= REQUIREMENT =
Restate the whole listing exactly.

= DATA FOR THIS EXERCISE =
• • • • • • •

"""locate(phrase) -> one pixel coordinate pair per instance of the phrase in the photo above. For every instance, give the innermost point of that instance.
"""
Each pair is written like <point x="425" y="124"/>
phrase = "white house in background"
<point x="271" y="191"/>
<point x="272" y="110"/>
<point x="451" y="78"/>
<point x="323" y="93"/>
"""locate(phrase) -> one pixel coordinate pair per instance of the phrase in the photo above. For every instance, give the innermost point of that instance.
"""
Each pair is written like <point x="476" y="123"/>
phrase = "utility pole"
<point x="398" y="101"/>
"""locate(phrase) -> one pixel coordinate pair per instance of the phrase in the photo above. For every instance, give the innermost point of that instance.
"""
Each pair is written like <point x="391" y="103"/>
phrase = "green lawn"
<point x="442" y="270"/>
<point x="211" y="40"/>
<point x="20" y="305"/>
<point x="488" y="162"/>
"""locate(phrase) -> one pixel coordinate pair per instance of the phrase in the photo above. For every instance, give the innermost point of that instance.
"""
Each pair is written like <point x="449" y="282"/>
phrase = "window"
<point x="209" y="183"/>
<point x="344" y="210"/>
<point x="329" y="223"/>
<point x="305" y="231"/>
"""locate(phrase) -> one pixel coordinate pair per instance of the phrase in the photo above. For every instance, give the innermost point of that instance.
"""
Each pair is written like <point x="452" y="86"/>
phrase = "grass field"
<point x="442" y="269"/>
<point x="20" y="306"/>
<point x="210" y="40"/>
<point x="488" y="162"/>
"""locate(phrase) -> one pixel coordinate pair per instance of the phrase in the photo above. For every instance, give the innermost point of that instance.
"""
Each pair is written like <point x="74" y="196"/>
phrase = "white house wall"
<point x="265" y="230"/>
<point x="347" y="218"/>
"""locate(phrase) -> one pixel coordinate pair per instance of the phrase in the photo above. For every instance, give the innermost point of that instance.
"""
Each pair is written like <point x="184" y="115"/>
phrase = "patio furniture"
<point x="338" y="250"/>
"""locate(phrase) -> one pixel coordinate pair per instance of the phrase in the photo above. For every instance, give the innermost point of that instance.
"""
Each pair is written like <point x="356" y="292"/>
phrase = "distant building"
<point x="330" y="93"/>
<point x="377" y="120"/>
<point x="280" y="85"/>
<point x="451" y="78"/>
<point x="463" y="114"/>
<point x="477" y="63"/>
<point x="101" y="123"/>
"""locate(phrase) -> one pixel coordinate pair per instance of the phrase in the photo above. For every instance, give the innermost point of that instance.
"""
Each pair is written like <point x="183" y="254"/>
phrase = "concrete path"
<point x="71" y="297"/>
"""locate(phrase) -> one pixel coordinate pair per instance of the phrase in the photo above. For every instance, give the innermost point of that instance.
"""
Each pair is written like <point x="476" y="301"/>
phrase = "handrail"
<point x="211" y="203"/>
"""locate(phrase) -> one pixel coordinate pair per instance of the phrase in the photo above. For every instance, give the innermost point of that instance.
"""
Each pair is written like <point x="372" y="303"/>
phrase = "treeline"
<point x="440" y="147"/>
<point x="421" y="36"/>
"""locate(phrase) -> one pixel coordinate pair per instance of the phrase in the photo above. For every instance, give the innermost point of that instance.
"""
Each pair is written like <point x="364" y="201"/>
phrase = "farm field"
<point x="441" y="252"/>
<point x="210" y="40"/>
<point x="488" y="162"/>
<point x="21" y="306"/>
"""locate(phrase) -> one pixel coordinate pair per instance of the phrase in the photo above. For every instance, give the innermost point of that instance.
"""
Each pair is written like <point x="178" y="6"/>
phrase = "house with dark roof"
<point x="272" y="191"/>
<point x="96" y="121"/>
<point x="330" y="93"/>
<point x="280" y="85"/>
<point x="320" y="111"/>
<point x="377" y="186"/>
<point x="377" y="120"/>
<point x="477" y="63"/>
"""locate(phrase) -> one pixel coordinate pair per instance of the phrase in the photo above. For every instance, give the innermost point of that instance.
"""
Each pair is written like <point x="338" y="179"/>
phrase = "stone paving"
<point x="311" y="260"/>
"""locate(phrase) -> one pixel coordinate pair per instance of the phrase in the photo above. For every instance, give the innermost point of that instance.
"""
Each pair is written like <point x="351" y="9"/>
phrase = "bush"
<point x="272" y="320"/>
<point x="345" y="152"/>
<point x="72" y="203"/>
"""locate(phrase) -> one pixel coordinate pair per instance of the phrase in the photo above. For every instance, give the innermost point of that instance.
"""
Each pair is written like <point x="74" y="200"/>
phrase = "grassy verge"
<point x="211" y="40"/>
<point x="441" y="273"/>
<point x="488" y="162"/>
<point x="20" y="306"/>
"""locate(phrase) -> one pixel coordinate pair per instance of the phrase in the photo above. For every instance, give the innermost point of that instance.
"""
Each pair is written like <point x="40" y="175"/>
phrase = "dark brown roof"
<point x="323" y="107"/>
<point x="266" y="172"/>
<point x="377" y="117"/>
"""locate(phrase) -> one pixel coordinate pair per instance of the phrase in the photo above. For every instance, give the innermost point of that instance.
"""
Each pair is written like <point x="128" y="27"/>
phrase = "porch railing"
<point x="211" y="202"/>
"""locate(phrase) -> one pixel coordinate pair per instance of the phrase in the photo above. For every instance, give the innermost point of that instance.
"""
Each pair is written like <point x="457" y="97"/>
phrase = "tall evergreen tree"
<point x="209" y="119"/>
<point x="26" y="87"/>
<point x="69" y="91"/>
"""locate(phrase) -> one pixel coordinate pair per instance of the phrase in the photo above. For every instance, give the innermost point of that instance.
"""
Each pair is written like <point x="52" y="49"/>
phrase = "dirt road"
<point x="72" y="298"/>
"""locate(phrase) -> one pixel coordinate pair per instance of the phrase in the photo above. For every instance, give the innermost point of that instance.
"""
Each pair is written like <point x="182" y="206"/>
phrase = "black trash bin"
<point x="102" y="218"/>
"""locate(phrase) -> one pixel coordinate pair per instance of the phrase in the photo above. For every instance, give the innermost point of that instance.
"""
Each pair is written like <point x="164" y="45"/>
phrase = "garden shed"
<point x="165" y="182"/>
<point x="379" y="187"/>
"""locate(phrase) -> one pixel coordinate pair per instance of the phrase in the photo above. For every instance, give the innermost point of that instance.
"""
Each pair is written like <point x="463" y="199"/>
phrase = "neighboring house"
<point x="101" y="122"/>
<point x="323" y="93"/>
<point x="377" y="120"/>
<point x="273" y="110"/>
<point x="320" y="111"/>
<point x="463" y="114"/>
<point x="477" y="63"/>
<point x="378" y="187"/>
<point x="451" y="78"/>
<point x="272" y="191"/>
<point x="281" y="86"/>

• • • • • • •

= OUTPUT BELOW =
"""locate(phrase) -> one pixel coordinate pair per instance of the phrase in the photo above. For every instance, give the innermost point of that instance.
"""
Each pair is written like <point x="425" y="124"/>
phrase = "white house in background"
<point x="271" y="191"/>
<point x="272" y="110"/>
<point x="451" y="78"/>
<point x="323" y="93"/>
"""locate(phrase) -> one pixel coordinate pair per instance of the phrase in the photo above. For every instance, give the innermost point of that instance.
"""
Each pair is written like <point x="476" y="123"/>
phrase = "utility pole"
<point x="398" y="101"/>
"""locate(phrase) -> one pixel coordinate pair per instance of the phrase in the photo above. For every instance, give the innermost point of that instance.
"""
Each pair is written like <point x="391" y="103"/>
phrase = "green lawn"
<point x="442" y="270"/>
<point x="211" y="40"/>
<point x="20" y="305"/>
<point x="488" y="162"/>
"""locate(phrase) -> one pixel coordinate pair per instance of the phrase in the photo above. For every instance, give the innermost point of that instance.
"""
Each pair is written like <point x="449" y="282"/>
phrase = "window"
<point x="209" y="183"/>
<point x="344" y="210"/>
<point x="329" y="223"/>
<point x="305" y="231"/>
"""locate(phrase) -> one pixel coordinate pair per instance of the phrase in the photo above. For every instance, give the innermost point of that instance.
"""
Each pair is written like <point x="452" y="86"/>
phrase = "grass field"
<point x="442" y="269"/>
<point x="20" y="306"/>
<point x="210" y="40"/>
<point x="488" y="162"/>
"""locate(phrase) -> one pixel coordinate pair per instance of the phrase in the photo above. For every instance, give the innermost point of that instance.
"""
Each pair is written like <point x="74" y="196"/>
phrase = "white house wall"
<point x="265" y="230"/>
<point x="347" y="218"/>
"""locate(phrase) -> one pixel coordinate pair per instance of the phrase in the photo above. For every instance, give the innermost point of that instance.
"""
Each pair is written like <point x="184" y="115"/>
phrase = "patio furniture"
<point x="338" y="250"/>
"""locate(phrase) -> one pixel coordinate pair per instance of the phrase in the photo above. For every instance, give the innermost point of that instance.
"""
Each pair is written like <point x="356" y="292"/>
phrase = "distant building"
<point x="330" y="93"/>
<point x="377" y="120"/>
<point x="280" y="85"/>
<point x="451" y="78"/>
<point x="463" y="114"/>
<point x="477" y="63"/>
<point x="101" y="123"/>
"""locate(phrase) -> one pixel coordinate pair per instance of the phrase in the photo above. For every instance, give the innermost point of that instance.
"""
Each pair is written like <point x="183" y="254"/>
phrase = "concrete path"
<point x="71" y="297"/>
"""locate(phrase) -> one pixel coordinate pair per instance of the phrase in the photo above. For every instance, give the innermost point of that instance.
"""
Each pair is written like <point x="476" y="301"/>
phrase = "handrail"
<point x="211" y="203"/>
"""locate(phrase) -> one pixel coordinate pair per instance of the phrase in the photo above. For every instance, give the innermost point of that instance.
"""
Each pair is written like <point x="372" y="303"/>
phrase = "treeline"
<point x="440" y="147"/>
<point x="421" y="36"/>
"""locate(phrase) -> one pixel coordinate pair per instance of the phrase in the photo above. For every instance, give the innermost point of that instance.
"""
Each pair is written like <point x="364" y="201"/>
phrase = "farm field"
<point x="441" y="252"/>
<point x="210" y="40"/>
<point x="488" y="162"/>
<point x="21" y="306"/>
"""locate(phrase) -> one pixel coordinate pair per instance of the phrase in the photo above. For every instance, give the innermost point of that instance.
"""
Each pair is written like <point x="178" y="6"/>
phrase = "house with dark roof"
<point x="272" y="191"/>
<point x="96" y="121"/>
<point x="330" y="93"/>
<point x="280" y="85"/>
<point x="320" y="111"/>
<point x="377" y="186"/>
<point x="377" y="120"/>
<point x="477" y="63"/>
"""locate(phrase) -> one pixel coordinate pair per instance of the phrase in the photo above. For every instance, give the innermost point of that instance.
"""
Each pair is written like <point x="338" y="179"/>
phrase = "stone paving"
<point x="311" y="260"/>
"""locate(phrase) -> one pixel coordinate pair per instance of the phrase in the photo above. For every instance, give the innermost point of that instance.
"""
Each pair is written like <point x="351" y="9"/>
phrase = "bush"
<point x="272" y="320"/>
<point x="345" y="152"/>
<point x="72" y="203"/>
"""locate(phrase) -> one pixel coordinate pair per instance of the phrase in the photo above. For every instance, give the innermost point of that instance.
"""
Each pair is written like <point x="74" y="200"/>
phrase = "grassy verge"
<point x="211" y="40"/>
<point x="441" y="273"/>
<point x="488" y="162"/>
<point x="20" y="306"/>
"""locate(phrase) -> one pixel coordinate pair per instance of the phrase in the photo above. For every instance, give the innermost point of that instance.
"""
Each pair is written like <point x="40" y="175"/>
phrase = "dark brown roof"
<point x="323" y="107"/>
<point x="266" y="172"/>
<point x="377" y="117"/>
"""locate(phrase) -> one pixel coordinate pair per instance of the phrase in the photo above. For every instance, give the innermost point of that instance.
"""
Each pair is written like <point x="128" y="27"/>
phrase = "porch railing"
<point x="211" y="202"/>
"""locate(phrase) -> one pixel coordinate pair per instance of the phrase in the photo above. For every instance, give the innermost point of that instance.
"""
Each pair is written like <point x="457" y="97"/>
phrase = "tall evergreen tree"
<point x="209" y="119"/>
<point x="26" y="87"/>
<point x="69" y="91"/>
"""locate(phrase) -> one pixel coordinate pair per instance of the phrase in the photo above. For every instance, give the innermost point of that instance.
"""
Each pair is written like <point x="52" y="49"/>
phrase = "dirt road"
<point x="72" y="298"/>
"""locate(phrase) -> one pixel coordinate pair per instance of the phrase in the photo above. For every instance, give the innermost point of that instance.
"""
Each pair is written like <point x="182" y="206"/>
phrase = "black trash bin"
<point x="102" y="218"/>
"""locate(phrase) -> one pixel coordinate pair per instance of the phrase in the photo above. For every instance, give the innermost point of that instance.
"""
Each pair is written like <point x="164" y="45"/>
phrase = "garden shed"
<point x="165" y="182"/>
<point x="379" y="187"/>
"""locate(phrase) -> one pixel coordinate pair per instance of the phrase in the photo above. For every instance, give the innermost point of that instance.
"""
Each pair is written like <point x="463" y="199"/>
phrase = "neighboring house"
<point x="101" y="122"/>
<point x="323" y="93"/>
<point x="377" y="120"/>
<point x="273" y="110"/>
<point x="320" y="111"/>
<point x="463" y="114"/>
<point x="477" y="63"/>
<point x="378" y="187"/>
<point x="451" y="78"/>
<point x="272" y="191"/>
<point x="281" y="86"/>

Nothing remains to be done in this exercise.